======== Supplied information

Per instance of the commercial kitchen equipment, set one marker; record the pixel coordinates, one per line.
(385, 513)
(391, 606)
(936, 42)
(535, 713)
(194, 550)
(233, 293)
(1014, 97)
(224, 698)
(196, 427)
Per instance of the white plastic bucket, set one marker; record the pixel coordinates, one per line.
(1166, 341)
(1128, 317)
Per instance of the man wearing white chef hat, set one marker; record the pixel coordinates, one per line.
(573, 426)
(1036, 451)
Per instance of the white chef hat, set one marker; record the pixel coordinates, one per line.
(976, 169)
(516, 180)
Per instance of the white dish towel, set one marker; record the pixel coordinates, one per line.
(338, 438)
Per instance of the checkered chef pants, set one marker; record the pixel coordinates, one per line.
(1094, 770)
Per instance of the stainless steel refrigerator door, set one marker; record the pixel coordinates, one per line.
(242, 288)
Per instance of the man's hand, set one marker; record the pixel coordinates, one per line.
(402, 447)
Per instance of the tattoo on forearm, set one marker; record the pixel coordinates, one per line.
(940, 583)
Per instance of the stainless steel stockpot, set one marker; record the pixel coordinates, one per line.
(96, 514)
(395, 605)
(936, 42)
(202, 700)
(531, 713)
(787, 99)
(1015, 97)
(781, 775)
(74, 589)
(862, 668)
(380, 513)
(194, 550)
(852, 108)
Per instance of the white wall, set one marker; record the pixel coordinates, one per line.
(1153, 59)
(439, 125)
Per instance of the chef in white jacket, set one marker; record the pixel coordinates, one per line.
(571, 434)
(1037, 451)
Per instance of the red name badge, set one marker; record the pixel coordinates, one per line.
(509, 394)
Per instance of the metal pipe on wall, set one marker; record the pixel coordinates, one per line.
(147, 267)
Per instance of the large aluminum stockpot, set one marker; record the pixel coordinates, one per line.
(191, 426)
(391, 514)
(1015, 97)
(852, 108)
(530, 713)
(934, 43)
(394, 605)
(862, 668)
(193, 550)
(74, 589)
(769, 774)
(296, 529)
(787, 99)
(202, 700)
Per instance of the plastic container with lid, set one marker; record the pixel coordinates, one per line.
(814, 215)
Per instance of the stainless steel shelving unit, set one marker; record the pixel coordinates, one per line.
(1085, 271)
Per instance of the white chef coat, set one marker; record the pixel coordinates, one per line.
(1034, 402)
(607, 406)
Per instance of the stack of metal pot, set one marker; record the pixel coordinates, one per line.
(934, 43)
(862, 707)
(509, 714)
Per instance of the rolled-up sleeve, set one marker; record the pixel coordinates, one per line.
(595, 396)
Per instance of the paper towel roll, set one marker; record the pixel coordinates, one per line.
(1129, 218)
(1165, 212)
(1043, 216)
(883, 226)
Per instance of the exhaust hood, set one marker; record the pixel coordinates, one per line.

================

> What you have to do
Rewrite everything in the material from the line containing "Per instance of the man wearing" down through the line containing "(1094, 770)", changing "checkered" to "plaid" and leaving all else as it is. Give only those lines.

> Expected answer
Per instance of the man wearing white chef hat, set one marker; record the pixel coordinates, one per line.
(573, 426)
(1036, 451)
Per instance of the white chef hat, set one marker; record the pixel coordinates, one per line.
(976, 169)
(516, 180)
Per instance of the white dish towel, set one marker; record the pixel coordinates, one per line.
(338, 438)
Per instance of the plaid chef pants, set one marker; record the pixel coordinates, one per line.
(1094, 770)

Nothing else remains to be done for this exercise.